◆ **Text passage**:
######

2. Statutes relating to the Council of the Community (V-IX).
3. Directives addressed to the Master, and the Master's Hymn (IX-XI).
Some of the variant readings appearing in the Cave 4 manuscripts have been adopted in this translation, but the significantly different texts of 4QS
d
(4Q258) and 4QS
e
(4Q259) will be appended to 1QS.
For the
editio princeps
of 1QS, see M. Burrows et
al., The Dead Sea Scrolls of St Mark's Monastery Vol.II, Fasc. 2:Plates and transcription of the Manual of Discipline,
1951. Cf. also J. H. Charlesworth
et al.,
eds.,
The Dead Sea Scrolls Vol. I: Rule of the Community and Related Documents,
1994, 1-51. S. Metso,
The Textual Development of the Qumran Community Rule
(1997).
1QS
I [The Master shall teach the sai]nts to live(?) {according to the Book} (4Q255, 257) of the Community [Rul]e, that they may seek God with a whole heart and soul, and do what is good and right before Him as He commanded by the hand of Moses and all His servants the Prophets; that they may love all that He has chosen and hate all that He has rejected; that they may abstain from all evil and hold fast to all good; that they may practise truth, righteousness, and justice upon earth and no longer stubbornly follow a sinful heart and lustful eyes, committing all manner of evil. He shall admit into the Covenant of Grace all those who have freely devoted themselves to the observance of God's precepts, that they may be joined to the counsel of God and may live perfectly before Him in accordance with all that has been revealed concerning their appointed times, and that they may love all the sons of light, each according to his lot in God's design, and hate all the sons of darkness, each according to his guilt in God's vengeance.

######

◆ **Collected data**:
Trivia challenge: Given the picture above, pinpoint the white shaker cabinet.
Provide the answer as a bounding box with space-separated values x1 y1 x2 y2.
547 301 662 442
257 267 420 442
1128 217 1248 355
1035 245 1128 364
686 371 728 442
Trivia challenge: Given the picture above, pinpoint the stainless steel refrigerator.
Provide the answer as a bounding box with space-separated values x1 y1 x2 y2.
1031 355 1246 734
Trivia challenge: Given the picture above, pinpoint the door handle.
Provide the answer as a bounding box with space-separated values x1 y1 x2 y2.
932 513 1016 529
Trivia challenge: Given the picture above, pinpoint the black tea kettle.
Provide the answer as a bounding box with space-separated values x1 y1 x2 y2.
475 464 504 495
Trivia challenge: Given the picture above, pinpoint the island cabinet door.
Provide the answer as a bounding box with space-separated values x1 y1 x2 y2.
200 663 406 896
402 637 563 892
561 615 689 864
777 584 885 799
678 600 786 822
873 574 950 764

######

◆ **Task list**:
(a) Translate the following sentence from the Community Rule excerpt into French: "He shall admit into the Covenant of Grace all those who have freely devoted themselves to the observance of God's precepts, that they may be joined to the counsel of God and may live perfectly before Him in accordance with all that has been revealed concerning their appointed times, and that they may love all the sons of light, each according to his lot in God's design, and hate all the sons of darkness, each according to his guilt in God's vengeance."
(b) According to the Community Rule excerpt, by whose hand did God give His commands?
(c) Print the stretch of the Community Rule excerpt from "2. Statutes relating" through "appended to 1QS.".

◆ **Expected outputs**:
(a) Il admettra dans l'Alliance de grâce tous ceux qui se sont librement consacrés à l'observance des préceptes de Dieu, afin qu'ils soient unis au conseil de Dieu et vivent parfaitement devant Lui conformément à tout ce qui a été révélé au sujet de leurs temps fixés, et afin qu'ils aiment tous les fils de lumière, chacun selon son lot dans le dessein de Dieu, et haïssent tous les fils des ténèbres, chacun selon sa culpabilité dans la vengeance de Dieu.

(b) By the hand of Moses and all His servants the Prophets.

(c)
2. Statutes relating to the Council of the Community (V-IX).
3. Directives addressed to the Master, and the Master's Hymn (IX-XI).
Some of the variant readings appearing in the Cave 4 manuscripts have been adopted in this translation, but the significantly different texts of 4QS
d
(4Q258) and 4QS
e
(4Q259) will be appended to 1QS.